>>

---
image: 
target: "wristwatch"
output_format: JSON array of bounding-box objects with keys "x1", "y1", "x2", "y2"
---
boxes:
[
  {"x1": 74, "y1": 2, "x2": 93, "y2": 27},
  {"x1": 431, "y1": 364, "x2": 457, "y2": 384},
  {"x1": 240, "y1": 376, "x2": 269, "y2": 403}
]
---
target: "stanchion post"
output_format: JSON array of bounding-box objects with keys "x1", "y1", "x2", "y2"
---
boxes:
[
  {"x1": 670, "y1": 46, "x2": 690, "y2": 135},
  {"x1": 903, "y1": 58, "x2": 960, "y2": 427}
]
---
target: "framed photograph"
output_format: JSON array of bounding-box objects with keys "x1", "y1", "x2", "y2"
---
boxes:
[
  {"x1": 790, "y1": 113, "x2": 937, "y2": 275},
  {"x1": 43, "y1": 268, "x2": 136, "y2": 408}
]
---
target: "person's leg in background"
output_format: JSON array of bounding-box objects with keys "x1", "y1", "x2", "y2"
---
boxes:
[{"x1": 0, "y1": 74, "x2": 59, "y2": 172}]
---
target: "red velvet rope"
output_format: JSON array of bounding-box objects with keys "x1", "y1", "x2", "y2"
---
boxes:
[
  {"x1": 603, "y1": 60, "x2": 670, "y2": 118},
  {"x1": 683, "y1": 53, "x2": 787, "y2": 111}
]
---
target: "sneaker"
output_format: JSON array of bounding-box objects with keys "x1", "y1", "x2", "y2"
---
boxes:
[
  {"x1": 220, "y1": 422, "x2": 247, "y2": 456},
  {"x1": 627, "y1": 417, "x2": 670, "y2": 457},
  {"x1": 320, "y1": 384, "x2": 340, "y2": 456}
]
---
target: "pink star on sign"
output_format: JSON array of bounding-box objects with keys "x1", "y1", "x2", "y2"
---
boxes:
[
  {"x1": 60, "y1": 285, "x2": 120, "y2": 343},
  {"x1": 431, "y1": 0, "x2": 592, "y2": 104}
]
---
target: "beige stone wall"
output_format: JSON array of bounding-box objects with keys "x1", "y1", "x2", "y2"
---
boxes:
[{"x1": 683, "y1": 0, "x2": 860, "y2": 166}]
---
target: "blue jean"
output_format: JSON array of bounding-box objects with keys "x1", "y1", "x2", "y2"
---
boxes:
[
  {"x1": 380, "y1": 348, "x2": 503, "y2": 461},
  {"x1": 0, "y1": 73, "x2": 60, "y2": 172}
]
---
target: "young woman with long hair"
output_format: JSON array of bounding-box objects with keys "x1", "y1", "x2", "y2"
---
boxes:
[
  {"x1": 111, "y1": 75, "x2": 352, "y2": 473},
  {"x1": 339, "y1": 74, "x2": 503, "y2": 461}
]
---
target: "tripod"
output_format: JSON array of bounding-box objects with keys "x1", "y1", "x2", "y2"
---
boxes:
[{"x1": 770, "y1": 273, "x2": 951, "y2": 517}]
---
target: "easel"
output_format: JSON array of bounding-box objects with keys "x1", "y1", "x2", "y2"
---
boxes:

<<

The request: Extract every line of the entries above that contains the string "target", matching case exactly.

Answer to this exercise:
target: "wristwatch"
target: "stanchion post"
target: "framed photograph"
target: "person's leg in background"
target: "red velvet rope"
target: "sneaker"
target: "pink star on sign"
target: "beige stone wall"
target: "blue jean"
target: "young woman with long hair"
target: "tripod"
target: "easel"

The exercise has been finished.